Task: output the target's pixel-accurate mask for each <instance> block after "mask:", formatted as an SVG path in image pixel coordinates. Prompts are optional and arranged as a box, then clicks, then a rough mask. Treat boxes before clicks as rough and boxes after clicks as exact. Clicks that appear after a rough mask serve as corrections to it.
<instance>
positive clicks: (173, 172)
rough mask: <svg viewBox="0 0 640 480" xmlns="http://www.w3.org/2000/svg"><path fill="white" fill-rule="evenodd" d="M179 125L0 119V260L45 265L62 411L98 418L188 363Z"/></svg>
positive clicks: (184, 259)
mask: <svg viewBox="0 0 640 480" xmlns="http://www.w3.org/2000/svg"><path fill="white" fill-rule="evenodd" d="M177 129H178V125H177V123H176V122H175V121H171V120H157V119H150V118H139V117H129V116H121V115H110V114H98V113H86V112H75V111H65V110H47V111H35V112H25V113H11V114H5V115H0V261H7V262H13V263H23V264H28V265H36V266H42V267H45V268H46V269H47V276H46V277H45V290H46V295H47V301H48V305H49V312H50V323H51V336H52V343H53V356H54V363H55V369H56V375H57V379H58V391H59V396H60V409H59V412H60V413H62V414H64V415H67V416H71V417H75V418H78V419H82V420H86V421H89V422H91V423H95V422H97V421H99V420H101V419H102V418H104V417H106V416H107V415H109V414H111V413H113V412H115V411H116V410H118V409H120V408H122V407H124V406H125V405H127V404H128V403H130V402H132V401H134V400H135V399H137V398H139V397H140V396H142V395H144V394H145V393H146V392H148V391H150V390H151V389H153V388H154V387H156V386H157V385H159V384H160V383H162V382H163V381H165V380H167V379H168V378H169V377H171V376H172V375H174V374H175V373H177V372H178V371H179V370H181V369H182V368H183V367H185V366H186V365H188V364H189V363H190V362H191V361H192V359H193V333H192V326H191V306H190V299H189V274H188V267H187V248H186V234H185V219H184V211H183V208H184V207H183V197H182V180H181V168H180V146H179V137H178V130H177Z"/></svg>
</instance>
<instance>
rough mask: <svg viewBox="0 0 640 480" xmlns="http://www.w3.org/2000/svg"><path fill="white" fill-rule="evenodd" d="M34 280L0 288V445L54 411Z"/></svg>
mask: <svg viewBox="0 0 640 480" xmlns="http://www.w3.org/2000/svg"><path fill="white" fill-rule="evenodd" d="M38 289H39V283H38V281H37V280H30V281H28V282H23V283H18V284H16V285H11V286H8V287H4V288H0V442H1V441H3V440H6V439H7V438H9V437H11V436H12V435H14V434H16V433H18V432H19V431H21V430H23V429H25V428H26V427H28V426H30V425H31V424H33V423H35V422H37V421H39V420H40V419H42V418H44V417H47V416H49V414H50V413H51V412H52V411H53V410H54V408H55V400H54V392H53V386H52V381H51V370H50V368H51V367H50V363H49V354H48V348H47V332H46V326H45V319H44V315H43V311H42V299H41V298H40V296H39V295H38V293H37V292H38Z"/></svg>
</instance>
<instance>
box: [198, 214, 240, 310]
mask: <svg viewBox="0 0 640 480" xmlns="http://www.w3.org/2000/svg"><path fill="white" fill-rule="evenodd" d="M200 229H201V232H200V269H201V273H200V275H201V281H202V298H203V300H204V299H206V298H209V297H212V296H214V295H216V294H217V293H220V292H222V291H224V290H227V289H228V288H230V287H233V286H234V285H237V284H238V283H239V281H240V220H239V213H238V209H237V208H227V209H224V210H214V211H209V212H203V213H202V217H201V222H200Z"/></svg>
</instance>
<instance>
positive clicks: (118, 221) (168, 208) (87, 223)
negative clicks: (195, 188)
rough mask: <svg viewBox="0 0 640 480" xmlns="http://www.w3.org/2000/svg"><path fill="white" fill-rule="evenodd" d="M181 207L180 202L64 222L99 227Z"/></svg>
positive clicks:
□ □ □ □ □ □ □
▶ **Task item**:
All lines from the one that contains "positive clicks: (118, 221)" to the last line above must be given again exactly, with both included and nothing added.

▶ **Response for this exercise**:
positive clicks: (118, 221) (168, 208) (87, 223)
negative clicks: (195, 188)
rough mask: <svg viewBox="0 0 640 480" xmlns="http://www.w3.org/2000/svg"><path fill="white" fill-rule="evenodd" d="M181 207L180 202L64 222L99 227Z"/></svg>
positive clicks:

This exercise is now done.